= DATA PROVIDED =

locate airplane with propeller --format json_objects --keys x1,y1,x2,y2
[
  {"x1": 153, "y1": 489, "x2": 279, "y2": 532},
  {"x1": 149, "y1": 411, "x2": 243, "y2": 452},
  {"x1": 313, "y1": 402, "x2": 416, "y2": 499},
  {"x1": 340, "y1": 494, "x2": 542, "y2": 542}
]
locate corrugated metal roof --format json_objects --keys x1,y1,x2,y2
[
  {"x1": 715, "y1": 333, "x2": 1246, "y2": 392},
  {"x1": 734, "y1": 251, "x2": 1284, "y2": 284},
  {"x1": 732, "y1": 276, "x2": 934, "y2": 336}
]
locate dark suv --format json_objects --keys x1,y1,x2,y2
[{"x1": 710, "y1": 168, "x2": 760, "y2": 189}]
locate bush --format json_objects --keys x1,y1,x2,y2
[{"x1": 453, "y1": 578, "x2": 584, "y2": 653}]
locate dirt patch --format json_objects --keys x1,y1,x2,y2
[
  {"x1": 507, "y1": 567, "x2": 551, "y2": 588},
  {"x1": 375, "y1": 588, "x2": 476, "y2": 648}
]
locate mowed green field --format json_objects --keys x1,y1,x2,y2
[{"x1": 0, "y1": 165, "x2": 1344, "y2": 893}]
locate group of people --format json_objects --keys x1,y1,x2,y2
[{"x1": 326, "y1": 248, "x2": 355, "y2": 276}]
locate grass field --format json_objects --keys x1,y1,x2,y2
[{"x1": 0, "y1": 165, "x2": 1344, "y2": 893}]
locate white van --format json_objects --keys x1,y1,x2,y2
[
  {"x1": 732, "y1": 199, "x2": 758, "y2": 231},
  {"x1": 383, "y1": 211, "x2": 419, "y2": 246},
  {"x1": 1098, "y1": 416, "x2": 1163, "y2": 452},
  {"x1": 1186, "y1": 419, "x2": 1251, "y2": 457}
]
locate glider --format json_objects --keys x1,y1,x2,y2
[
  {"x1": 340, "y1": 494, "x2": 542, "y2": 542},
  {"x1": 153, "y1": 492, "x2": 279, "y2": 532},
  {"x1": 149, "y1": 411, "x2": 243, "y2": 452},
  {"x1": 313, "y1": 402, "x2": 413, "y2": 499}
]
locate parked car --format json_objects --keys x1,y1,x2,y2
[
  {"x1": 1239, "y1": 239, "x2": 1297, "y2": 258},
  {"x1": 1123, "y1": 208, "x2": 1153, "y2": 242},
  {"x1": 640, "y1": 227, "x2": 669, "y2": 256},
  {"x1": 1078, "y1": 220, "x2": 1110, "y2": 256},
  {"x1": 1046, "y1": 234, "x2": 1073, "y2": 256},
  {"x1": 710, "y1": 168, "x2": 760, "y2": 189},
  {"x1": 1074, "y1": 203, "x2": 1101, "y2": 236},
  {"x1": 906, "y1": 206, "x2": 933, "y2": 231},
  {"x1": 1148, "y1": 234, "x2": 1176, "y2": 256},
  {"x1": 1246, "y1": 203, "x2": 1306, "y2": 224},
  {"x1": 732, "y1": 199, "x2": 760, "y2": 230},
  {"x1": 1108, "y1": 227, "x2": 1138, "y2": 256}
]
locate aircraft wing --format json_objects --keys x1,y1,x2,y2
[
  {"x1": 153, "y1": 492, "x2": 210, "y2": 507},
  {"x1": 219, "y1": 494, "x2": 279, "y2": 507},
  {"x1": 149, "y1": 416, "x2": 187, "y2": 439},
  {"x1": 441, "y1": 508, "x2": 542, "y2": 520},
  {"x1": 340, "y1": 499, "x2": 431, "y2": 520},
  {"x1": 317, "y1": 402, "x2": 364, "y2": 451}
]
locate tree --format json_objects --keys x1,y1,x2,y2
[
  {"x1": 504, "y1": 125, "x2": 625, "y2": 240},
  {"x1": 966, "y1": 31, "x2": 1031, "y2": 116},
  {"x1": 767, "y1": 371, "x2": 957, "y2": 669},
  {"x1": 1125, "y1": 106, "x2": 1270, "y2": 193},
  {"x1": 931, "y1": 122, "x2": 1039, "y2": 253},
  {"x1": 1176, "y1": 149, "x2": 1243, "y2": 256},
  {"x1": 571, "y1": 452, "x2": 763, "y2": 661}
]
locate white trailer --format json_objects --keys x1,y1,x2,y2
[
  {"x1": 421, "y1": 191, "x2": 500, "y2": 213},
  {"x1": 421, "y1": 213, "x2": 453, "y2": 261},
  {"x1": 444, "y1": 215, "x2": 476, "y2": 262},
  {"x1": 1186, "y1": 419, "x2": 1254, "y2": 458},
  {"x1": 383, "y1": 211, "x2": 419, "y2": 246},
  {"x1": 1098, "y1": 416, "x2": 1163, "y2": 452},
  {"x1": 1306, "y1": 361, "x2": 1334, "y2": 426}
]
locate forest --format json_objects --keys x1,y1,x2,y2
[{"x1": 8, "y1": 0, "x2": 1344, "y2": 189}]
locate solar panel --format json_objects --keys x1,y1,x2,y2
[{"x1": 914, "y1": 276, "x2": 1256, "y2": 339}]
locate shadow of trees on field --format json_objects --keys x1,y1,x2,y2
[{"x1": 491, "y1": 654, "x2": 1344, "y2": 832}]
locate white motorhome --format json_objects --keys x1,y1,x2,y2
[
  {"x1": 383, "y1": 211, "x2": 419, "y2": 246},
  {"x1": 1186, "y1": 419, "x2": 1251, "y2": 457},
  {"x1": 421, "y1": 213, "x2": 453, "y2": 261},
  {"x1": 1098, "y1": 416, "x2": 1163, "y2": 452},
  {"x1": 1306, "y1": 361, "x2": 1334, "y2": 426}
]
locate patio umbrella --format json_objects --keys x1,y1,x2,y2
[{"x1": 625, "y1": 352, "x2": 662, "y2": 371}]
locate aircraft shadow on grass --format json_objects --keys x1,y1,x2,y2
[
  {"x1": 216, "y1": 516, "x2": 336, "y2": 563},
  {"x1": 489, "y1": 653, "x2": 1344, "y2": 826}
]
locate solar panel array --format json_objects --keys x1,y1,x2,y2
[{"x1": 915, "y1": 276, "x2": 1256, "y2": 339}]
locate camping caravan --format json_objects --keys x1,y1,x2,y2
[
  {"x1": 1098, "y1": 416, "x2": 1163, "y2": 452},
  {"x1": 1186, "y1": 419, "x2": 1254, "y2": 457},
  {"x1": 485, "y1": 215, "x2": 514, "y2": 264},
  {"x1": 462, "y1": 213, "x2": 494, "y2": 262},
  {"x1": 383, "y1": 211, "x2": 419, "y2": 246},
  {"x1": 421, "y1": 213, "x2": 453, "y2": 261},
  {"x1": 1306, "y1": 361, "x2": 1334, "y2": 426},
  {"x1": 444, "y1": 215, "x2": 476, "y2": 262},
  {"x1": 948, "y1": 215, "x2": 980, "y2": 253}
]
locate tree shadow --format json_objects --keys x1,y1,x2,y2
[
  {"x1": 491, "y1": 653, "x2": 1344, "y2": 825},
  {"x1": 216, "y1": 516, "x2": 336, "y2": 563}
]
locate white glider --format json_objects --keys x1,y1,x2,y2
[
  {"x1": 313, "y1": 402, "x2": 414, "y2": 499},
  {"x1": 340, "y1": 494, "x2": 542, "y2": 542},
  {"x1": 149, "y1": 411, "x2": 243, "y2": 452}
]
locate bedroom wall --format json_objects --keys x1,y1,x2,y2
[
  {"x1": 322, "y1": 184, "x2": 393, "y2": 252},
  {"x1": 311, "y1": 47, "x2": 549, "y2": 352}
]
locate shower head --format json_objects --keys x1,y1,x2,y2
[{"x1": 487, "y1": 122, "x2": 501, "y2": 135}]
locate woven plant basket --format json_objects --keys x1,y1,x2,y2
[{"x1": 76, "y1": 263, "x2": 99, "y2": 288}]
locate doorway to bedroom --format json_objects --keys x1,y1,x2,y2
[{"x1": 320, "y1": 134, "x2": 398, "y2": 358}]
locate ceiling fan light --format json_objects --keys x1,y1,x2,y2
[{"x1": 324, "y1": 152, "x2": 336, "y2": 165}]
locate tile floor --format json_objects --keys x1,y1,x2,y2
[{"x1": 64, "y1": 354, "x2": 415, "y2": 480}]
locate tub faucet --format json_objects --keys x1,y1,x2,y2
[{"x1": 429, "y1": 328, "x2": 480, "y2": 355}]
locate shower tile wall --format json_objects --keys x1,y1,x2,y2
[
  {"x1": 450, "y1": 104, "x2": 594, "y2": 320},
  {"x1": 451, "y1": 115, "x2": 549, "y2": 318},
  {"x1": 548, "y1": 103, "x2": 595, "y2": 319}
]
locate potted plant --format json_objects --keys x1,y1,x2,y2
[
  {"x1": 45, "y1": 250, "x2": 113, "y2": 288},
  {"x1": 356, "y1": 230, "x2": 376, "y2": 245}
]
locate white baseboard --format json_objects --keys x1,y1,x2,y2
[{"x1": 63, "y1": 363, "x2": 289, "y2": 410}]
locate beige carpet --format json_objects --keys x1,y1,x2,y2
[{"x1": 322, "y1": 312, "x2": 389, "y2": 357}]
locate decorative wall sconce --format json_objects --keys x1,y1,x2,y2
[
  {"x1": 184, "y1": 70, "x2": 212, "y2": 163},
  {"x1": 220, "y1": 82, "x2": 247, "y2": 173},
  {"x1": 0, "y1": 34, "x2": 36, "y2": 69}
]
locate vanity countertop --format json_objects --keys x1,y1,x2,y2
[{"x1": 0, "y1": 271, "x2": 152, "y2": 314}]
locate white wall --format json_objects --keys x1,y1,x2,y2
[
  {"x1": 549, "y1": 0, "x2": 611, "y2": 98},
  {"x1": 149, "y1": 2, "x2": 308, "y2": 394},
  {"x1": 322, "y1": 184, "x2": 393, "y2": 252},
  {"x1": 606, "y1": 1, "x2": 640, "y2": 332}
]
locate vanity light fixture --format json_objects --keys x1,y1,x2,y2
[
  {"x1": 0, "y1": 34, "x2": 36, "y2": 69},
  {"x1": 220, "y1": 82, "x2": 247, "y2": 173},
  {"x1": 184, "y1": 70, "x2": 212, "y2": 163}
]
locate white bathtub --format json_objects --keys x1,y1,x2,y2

= THE PROBLEM =
Arrange the lines of the items above as a Markdown table with the columns Row and Line. Start at the line that contains "locate vanity countertop" and end at the last line of the items, leaving out any blank lines.

= FINAL RESULT =
| Row | Line |
|---|---|
| 1 | locate vanity countertop --format json_objects --keys x1,y1,x2,y2 |
| 2 | [{"x1": 0, "y1": 271, "x2": 152, "y2": 314}] |
| 3 | locate white wall --format json_objects --keys x1,y1,x2,y2 |
| 4 | [ |
| 5 |   {"x1": 549, "y1": 0, "x2": 611, "y2": 98}, |
| 6 |   {"x1": 149, "y1": 2, "x2": 308, "y2": 394}, |
| 7 |   {"x1": 322, "y1": 184, "x2": 393, "y2": 252}, |
| 8 |   {"x1": 606, "y1": 1, "x2": 640, "y2": 332} |
| 9 | ] |
| 10 | locate vanity light fixture --format json_objects --keys x1,y1,x2,y2 |
| 11 | [ |
| 12 |   {"x1": 0, "y1": 34, "x2": 36, "y2": 69}, |
| 13 |   {"x1": 220, "y1": 82, "x2": 247, "y2": 173}, |
| 14 |   {"x1": 184, "y1": 70, "x2": 212, "y2": 163} |
| 15 | ] |
| 16 | locate white bathtub --format json_objects --keys x1,y1,x2,y2 |